__Raw data__

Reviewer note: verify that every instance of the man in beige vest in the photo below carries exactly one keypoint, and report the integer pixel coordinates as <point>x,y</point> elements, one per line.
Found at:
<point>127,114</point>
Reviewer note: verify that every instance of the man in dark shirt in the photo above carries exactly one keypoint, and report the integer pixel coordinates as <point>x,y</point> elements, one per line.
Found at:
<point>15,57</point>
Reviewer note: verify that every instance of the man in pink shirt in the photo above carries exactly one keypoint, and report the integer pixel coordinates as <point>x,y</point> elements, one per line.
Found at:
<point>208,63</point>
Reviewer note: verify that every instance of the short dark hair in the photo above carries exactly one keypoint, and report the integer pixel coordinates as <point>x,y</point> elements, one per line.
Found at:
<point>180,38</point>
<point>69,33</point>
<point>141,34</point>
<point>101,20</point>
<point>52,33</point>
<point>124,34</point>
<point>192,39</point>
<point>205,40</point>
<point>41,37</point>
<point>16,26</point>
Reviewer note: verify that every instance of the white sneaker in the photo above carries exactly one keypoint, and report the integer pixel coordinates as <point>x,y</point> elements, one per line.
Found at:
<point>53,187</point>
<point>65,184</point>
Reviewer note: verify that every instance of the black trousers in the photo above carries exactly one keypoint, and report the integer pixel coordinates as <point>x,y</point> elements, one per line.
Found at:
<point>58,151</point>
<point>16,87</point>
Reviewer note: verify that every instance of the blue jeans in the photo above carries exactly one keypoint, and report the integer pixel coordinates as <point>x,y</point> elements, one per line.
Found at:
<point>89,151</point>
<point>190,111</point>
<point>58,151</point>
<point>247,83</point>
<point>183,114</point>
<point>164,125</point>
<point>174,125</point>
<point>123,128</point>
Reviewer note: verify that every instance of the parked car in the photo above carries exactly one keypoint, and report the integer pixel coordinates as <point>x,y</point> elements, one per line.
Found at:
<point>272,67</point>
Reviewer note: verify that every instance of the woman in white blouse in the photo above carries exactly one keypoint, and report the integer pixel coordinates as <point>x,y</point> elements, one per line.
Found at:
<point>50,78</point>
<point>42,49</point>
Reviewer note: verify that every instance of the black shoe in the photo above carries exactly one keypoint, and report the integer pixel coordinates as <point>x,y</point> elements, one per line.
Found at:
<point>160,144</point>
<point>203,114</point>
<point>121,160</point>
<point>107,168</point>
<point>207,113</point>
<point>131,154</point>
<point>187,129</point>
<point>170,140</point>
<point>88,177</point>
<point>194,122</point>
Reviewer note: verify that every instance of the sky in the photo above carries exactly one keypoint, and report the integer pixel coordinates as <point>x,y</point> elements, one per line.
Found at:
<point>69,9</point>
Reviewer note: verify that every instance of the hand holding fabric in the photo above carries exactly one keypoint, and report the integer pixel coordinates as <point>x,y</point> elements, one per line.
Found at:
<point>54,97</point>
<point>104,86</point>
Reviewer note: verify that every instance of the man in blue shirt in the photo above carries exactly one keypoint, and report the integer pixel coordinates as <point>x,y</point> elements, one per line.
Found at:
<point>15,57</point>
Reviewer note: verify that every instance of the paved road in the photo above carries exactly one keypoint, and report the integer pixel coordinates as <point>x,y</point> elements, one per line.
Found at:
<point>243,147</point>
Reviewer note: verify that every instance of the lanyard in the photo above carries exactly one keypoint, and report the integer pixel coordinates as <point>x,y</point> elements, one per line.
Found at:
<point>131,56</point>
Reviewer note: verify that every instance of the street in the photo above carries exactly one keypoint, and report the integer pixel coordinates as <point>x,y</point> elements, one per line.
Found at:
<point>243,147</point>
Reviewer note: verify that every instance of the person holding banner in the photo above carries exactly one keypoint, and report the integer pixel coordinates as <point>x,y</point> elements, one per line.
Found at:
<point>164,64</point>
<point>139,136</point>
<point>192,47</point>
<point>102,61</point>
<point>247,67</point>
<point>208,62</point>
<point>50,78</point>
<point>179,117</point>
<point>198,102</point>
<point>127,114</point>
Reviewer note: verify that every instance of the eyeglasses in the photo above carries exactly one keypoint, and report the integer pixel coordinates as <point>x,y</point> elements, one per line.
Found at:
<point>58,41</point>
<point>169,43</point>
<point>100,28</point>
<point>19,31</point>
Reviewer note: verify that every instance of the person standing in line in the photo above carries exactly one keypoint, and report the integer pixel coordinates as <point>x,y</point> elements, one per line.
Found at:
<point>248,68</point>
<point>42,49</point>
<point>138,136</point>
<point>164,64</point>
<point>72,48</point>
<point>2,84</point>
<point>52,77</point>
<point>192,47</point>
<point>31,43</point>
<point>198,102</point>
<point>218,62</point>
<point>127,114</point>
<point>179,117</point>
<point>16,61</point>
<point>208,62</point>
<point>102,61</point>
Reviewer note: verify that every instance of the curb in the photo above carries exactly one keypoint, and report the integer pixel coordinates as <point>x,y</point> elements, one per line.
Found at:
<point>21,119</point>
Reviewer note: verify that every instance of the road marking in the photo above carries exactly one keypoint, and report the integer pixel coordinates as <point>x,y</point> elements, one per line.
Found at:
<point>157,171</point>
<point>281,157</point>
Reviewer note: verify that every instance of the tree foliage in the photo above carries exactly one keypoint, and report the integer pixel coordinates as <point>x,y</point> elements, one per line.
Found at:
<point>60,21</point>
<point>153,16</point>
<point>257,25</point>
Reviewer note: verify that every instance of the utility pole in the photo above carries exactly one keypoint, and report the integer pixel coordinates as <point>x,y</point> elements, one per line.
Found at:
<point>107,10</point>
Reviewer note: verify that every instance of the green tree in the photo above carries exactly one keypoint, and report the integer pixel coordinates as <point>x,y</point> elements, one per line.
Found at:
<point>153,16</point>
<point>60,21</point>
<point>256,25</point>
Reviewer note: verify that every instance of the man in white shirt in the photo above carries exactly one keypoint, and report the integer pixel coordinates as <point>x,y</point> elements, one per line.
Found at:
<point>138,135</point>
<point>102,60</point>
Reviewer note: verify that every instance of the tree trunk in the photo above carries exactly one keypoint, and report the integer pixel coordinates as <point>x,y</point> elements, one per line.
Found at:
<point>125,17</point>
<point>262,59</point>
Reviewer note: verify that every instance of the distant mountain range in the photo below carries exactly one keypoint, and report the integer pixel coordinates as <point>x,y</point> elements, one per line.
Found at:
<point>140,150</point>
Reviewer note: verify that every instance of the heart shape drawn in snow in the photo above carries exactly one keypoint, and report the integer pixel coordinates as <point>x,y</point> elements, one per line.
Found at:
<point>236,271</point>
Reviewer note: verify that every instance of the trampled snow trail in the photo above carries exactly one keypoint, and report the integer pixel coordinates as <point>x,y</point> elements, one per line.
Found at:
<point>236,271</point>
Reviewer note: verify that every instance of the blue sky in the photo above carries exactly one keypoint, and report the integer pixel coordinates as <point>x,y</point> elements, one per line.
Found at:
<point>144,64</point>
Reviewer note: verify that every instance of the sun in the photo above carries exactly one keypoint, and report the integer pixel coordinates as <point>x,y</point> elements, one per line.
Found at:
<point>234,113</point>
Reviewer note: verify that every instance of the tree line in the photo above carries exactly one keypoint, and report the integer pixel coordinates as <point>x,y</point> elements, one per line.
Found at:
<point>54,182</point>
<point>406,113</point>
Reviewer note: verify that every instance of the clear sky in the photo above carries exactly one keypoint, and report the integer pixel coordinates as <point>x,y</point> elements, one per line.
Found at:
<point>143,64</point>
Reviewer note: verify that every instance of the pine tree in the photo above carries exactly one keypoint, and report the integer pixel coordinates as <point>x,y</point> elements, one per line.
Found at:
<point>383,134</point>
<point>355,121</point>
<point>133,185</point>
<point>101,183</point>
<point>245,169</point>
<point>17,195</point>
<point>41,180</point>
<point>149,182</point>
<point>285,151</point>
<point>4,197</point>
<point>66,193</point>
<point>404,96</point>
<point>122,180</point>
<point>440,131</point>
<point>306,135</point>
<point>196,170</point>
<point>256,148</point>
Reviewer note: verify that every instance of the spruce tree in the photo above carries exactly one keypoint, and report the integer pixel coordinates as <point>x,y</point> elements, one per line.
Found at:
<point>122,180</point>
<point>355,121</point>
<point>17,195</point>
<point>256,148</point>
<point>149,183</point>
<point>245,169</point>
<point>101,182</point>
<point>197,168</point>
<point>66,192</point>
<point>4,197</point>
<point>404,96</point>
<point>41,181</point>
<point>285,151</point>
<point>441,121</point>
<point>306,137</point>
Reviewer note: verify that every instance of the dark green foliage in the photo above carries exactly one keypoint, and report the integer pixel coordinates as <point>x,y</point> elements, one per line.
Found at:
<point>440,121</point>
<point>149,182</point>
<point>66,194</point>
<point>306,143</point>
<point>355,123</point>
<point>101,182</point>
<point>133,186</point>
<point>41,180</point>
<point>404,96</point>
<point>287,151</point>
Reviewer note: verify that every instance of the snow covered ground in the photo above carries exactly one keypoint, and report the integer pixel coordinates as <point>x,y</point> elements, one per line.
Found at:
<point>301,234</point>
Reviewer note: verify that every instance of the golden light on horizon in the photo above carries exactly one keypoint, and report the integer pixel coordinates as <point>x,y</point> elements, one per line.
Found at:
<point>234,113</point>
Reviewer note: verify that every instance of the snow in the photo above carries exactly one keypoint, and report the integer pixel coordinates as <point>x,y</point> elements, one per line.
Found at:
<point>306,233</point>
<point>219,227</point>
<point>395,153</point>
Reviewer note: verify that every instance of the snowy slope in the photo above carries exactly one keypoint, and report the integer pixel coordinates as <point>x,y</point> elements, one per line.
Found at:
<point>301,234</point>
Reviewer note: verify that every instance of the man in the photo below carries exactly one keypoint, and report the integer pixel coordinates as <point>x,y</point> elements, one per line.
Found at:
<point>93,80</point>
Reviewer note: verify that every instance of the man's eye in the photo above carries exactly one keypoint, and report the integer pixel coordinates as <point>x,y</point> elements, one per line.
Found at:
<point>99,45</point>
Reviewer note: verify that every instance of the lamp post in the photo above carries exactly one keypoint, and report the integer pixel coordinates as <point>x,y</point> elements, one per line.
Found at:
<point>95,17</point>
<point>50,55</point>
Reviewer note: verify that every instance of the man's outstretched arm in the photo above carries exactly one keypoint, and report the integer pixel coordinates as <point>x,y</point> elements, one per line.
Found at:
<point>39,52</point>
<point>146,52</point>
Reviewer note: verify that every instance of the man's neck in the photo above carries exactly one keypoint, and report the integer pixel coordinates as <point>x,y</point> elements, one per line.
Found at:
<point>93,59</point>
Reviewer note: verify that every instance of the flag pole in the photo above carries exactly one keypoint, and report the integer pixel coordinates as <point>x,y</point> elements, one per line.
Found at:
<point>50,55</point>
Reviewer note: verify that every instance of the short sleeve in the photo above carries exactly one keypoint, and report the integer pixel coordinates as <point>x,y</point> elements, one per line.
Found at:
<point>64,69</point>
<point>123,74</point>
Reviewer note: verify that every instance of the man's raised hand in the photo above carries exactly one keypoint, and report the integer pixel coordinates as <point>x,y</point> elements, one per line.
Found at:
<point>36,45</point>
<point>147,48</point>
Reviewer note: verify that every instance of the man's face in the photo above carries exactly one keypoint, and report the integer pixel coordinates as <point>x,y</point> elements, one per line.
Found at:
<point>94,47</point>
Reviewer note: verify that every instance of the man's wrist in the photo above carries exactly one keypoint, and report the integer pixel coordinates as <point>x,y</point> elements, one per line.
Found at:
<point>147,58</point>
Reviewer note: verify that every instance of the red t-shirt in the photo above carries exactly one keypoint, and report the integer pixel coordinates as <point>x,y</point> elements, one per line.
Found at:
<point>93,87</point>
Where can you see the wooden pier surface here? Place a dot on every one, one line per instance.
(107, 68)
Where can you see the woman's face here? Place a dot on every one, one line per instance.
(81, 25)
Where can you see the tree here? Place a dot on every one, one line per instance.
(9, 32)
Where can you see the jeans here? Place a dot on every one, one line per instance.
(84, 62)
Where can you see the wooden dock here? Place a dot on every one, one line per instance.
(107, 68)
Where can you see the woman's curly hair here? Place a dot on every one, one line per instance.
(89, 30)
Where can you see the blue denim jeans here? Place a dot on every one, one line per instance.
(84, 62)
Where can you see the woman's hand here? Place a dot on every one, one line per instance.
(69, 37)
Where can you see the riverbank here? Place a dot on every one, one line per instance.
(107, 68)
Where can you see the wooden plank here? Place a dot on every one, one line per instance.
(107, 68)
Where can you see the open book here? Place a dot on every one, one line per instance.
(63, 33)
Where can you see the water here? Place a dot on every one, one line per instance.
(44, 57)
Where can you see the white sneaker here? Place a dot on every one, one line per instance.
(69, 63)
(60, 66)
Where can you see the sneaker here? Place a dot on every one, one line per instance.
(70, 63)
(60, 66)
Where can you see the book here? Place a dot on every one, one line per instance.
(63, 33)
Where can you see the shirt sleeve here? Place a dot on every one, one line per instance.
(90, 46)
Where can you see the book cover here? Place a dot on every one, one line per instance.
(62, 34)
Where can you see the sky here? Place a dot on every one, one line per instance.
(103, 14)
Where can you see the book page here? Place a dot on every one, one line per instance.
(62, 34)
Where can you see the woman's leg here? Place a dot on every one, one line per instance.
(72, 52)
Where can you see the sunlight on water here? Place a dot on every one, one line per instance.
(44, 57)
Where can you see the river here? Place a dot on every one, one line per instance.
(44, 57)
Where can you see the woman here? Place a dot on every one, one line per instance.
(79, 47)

__What you will do__
Find the line containing "Where can you see the book cover" in the material above. Print it and every line after it through the end, exactly and only those.

__Exercise response__
Where can you see the book cover here? Place a dot on every one, one line per instance.
(62, 34)
Where can you see the sky here? Place a dot on every one, one line per instance.
(103, 14)
Where can you see the book page here? Place a dot on every one, one line per instance.
(62, 34)
Where can you see the woman's leg here? Place a dot on every one, one line per instance.
(72, 52)
Where can you see the sunlight on water here? Place a dot on every one, one line per instance.
(44, 57)
Where can you see the river here? Place a dot on every one, one line per instance.
(44, 57)
Where can you see the woman here? Place a dot on every one, one line per instance.
(79, 47)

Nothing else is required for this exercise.